#### Provided data
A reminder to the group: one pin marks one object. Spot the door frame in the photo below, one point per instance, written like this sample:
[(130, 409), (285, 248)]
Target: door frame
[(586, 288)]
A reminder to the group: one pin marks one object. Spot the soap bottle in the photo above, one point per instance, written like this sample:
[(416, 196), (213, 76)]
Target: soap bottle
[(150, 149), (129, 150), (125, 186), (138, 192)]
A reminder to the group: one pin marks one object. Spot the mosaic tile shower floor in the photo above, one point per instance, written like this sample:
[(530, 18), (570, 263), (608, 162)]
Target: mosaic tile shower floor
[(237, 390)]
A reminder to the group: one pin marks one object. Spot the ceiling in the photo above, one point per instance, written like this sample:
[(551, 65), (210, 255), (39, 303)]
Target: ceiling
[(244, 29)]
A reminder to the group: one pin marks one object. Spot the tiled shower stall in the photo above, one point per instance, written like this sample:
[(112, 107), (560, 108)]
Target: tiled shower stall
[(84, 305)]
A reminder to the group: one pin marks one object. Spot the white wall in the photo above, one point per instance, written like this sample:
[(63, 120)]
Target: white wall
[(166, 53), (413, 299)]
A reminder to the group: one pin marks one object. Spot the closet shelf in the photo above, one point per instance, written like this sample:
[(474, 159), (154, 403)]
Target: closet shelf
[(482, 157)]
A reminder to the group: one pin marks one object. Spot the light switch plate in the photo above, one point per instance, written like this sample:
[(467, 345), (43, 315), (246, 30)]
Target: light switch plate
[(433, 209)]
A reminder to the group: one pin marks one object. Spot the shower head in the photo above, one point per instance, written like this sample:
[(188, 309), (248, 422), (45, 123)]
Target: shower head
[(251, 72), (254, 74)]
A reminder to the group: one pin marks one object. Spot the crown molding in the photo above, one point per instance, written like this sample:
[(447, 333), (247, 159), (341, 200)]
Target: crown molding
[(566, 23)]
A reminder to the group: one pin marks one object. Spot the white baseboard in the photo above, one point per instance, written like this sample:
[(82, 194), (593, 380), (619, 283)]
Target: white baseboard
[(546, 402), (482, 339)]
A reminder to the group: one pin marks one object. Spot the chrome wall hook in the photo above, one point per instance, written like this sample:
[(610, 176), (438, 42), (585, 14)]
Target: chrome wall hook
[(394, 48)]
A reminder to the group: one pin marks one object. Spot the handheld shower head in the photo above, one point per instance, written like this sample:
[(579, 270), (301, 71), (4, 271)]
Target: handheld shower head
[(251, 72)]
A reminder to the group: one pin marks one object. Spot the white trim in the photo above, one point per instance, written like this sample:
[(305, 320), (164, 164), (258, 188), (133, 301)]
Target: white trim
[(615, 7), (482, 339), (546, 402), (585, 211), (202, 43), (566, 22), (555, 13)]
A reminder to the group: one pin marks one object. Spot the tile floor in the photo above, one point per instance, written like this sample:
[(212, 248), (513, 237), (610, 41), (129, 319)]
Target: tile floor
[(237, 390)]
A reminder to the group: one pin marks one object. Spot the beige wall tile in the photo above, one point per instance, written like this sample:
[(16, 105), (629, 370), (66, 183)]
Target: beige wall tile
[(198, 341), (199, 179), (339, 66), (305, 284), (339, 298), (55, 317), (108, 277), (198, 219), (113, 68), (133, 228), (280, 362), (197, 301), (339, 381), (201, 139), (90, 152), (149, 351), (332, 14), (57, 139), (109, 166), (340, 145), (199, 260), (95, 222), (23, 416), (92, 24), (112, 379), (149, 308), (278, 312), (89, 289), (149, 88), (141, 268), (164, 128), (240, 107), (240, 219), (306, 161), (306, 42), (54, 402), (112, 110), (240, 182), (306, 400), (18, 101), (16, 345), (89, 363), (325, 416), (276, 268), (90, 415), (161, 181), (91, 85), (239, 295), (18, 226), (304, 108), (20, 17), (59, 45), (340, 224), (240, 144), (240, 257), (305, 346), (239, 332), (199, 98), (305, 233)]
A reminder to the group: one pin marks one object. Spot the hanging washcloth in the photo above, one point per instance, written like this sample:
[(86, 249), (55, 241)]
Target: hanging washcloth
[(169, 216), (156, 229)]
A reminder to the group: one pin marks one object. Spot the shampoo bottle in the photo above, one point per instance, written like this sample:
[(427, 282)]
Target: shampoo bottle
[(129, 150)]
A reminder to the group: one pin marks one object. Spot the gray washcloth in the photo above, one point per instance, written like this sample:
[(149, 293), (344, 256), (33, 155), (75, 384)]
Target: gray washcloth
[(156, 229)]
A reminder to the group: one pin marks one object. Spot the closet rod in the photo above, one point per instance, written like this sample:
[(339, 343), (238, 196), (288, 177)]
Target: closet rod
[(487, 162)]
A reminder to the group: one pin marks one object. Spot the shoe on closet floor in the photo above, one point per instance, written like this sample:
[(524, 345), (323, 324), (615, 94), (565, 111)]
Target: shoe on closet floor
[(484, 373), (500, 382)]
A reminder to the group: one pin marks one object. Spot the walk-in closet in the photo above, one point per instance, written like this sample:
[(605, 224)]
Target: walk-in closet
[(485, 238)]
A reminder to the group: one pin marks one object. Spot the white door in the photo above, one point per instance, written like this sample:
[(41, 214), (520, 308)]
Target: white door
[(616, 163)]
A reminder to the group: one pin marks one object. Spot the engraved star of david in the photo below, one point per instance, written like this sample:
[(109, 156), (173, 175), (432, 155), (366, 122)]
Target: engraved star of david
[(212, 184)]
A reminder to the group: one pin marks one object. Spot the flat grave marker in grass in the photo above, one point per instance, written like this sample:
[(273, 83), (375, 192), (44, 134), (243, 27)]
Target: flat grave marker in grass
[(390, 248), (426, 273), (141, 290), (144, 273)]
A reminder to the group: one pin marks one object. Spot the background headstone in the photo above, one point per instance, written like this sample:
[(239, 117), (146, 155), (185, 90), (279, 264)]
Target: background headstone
########
How many lines in the data contain the string "headstone"? Respond with the number only.

Task response — 2